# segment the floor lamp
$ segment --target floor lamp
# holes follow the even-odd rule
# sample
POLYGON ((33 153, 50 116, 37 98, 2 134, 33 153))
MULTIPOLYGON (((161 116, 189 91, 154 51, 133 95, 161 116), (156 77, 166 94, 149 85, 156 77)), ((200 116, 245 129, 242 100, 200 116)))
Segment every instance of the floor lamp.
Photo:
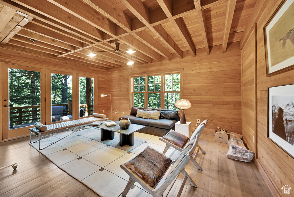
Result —
POLYGON ((110 96, 110 108, 111 108, 111 120, 112 120, 112 106, 111 105, 111 95, 110 94, 102 94, 101 95, 101 96, 104 97, 105 96, 107 96, 108 95, 110 96))

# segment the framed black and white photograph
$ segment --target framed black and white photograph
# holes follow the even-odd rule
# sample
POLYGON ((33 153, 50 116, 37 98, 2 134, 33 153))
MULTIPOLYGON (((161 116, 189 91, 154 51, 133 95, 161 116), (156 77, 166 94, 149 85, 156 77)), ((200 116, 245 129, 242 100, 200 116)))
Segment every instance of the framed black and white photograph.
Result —
POLYGON ((294 84, 268 88, 268 137, 294 158, 294 84))
POLYGON ((264 28, 267 74, 294 68, 294 0, 285 0, 264 28))

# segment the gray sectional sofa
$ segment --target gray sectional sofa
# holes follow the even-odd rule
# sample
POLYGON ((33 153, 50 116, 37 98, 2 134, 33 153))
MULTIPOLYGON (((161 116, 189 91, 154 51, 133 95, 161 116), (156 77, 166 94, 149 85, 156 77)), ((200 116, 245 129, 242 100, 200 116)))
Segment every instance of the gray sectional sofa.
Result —
POLYGON ((162 137, 169 131, 171 129, 175 130, 176 123, 180 121, 177 110, 160 109, 151 109, 133 107, 129 115, 120 117, 128 118, 131 123, 146 126, 139 131, 140 133, 150 134, 162 137), (161 111, 159 120, 147 119, 136 117, 137 109, 146 111, 161 111))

| Request |
Rewrite all of the material above with every occurrence of "Result" replaced by "Output" and everything else left unchanged. Leave the pictures out of your answer.

| Task response |
# segment the floor lamp
$ segment --target floor lamp
# holes follow the even-odd rule
# sample
POLYGON ((33 153, 50 116, 37 98, 2 134, 33 153))
MULTIPOLYGON (((161 116, 189 91, 154 51, 133 95, 161 116), (156 77, 166 94, 149 85, 156 77)), ((200 116, 245 129, 242 100, 200 116)))
Segment every instance of the floor lamp.
Photo:
Output —
POLYGON ((110 96, 110 108, 111 108, 111 120, 112 120, 112 106, 111 105, 111 95, 110 94, 102 94, 101 95, 101 96, 104 97, 105 96, 107 96, 108 95, 110 96))

# segment the framed black and white photograph
$ segment --target framed black and white photograph
# holes follow the even-odd rule
# sample
POLYGON ((33 153, 50 116, 37 98, 2 134, 33 153))
MULTIPOLYGON (((161 116, 189 91, 154 51, 133 95, 161 116), (156 77, 166 94, 149 85, 156 77)), ((200 116, 245 129, 242 100, 200 116)))
Segment every instance of the framed black and white photograph.
Output —
POLYGON ((294 84, 268 88, 268 137, 294 158, 294 84))
POLYGON ((264 28, 267 74, 294 68, 294 0, 285 0, 264 28))

# segment the gray sectional sofa
$ segment --target gray sectional sofa
# holes follow the even-odd rule
# sample
POLYGON ((33 153, 50 116, 37 98, 2 134, 33 153))
MULTIPOLYGON (((161 116, 189 91, 154 51, 133 95, 161 116), (156 77, 166 94, 149 85, 156 77)), ((200 116, 245 129, 242 100, 200 116)))
Segment every instance of the gray sectional sofa.
Output —
POLYGON ((162 137, 169 131, 171 129, 175 130, 176 123, 180 121, 177 110, 160 109, 151 109, 133 107, 129 115, 120 117, 128 118, 131 123, 146 126, 139 131, 140 133, 150 134, 162 137), (161 111, 159 120, 147 119, 136 117, 137 109, 146 111, 161 111))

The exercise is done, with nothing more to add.